## Texto fornecido:

02/03/2015
As atividades de exploração e produção de petróleo funcionam bem e devem continuar sob o domínio estatal, mas um novo modelo de negócios para a Petrobras precisa ser pensado, afirmam o ex-secretário de política econômica do governo Lula e diretor vice-presidente do Insper, Marcos Lisboa, e Samuel Pessoa, professor da Fundação Getúlio Vargas (FGV) e assessor econômico do candidato Aécio Neves nas últimas eleições. Afinados a ponto de um complementar a frase do outro, ambos entendem que a estatal deveria abrir mão da distribuição de combustível e do refino em nome de maior transparência e concorrência. A seguir, os principais trechos da conversa ocorrida na quarta-feira à noite, em São Paulo.
Valor: Qual a saída para a Petrobras?
Marcos Lisboa: Tanto no caso da Petrobras quanto no mais geral das contas públicas, o que se viu nos últimos seis anos é que temos avanços institucionais importantes a serem feitos. Nas empresas públicas, a concorrência ajudaria a evitar problemas. Uma empresa pública concorrendo com outras privadas não consegue pagar acima do preço de mercado ou vai ficar evidente que ela está pagando mais do que as demais. Acho também que o papel e a composição do conselho de administração da Petrobras deveriam ser revistos.
Valor: Mas o conselho também era formado por gente bastante respeitada pelo mercado…
Lisboa: Não era a maioria.
Samuel Pessoa: Concordo. Uma empresa perder bilhões durante três ou quatro anos em razão de controle de preços é uma insanidade. Acho estranho a CVM não ter feito nada porque, se há um controlador que está claramente prejudicando a empresa e os minoritários, usando a empresa para alcançar objetivos de natureza política, isso não pode ser permitido. Eventualmente tem uma questão tecnológica que justifica o fato de a Petrobras ser estatal. Pode-se dizer também que ter controle sobre petróleo, um insumo estratégico, também faz sentido. Mas não consigo ver controle de preço da gasolina nisso. Se o Tesouro quer subsidiar a gasolina, normal, desde que o subsídio apareça como despesa primária e o Congresso vote.
Valor: A oposição tem incorporado esse discurso?
Pessoa: Ela não pegou essa bandeira de forma muito incisiva, o que sugere que os políticos avaliam que esse é um assunto muito delicado. Como cidadão, olho e vejo que há tantos sinais que as coisas não estão funcionando, que acho que realmente tem algo muito profundo na sociedade brasileira que impede que essa questão seja facilmente comunicada.

## Entradas:
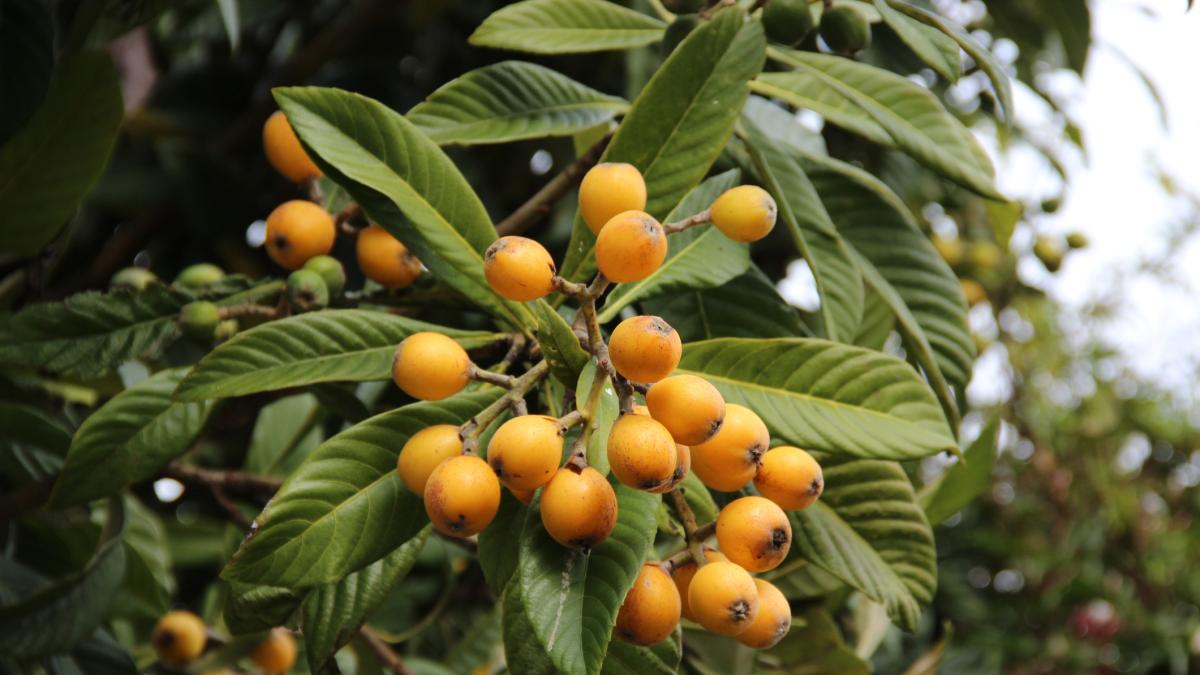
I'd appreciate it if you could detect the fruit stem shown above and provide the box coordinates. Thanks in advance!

==

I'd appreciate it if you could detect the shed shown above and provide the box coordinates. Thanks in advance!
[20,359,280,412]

* * *

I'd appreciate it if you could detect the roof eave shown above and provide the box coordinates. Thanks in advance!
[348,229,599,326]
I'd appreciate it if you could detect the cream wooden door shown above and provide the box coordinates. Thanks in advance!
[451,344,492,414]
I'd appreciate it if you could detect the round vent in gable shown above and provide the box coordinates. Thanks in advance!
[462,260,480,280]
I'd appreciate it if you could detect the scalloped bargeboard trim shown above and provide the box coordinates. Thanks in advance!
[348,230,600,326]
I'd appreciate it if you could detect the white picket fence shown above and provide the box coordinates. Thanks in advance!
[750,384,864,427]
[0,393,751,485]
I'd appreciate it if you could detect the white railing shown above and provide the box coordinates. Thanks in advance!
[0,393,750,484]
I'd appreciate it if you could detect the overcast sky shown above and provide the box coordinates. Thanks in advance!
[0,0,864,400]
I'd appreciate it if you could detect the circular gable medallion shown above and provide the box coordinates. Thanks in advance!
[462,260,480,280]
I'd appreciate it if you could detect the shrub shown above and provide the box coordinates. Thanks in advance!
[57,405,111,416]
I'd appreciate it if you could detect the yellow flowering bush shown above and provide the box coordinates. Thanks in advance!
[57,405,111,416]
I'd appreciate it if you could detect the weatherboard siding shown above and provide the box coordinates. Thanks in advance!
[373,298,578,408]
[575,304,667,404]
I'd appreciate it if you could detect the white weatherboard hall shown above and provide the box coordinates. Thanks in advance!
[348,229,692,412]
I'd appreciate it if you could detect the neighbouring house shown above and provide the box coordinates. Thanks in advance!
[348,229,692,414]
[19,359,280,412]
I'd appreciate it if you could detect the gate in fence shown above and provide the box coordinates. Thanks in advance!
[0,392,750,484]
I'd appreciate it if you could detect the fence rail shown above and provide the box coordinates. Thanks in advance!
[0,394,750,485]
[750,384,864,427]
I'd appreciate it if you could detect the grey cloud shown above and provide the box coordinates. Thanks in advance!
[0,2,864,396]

## Enunciado:
Reescreva a entrevista sobre a Petrobras, tudo desde "Valor: Qual a" até "deveriam ser revistos.", trocando "concorrência" por "competição".

## Resolução:
Valor: Qual a saída para a Petrobras?
Marcos Lisboa: Tanto no caso da Petrobras quanto no mais geral das contas públicas, o que se viu nos últimos seis anos é que temos avanços institucionais importantes a serem feitos. Nas empresas públicas, a competição ajudaria a evitar problemas. Uma empresa pública concorrendo com outras privadas não consegue pagar acima do preço de mercado ou vai ficar evidente que ela está pagando mais do que as demais. Acho também que o papel e a composição do conselho de administração da Petrobras deveriam ser revistos.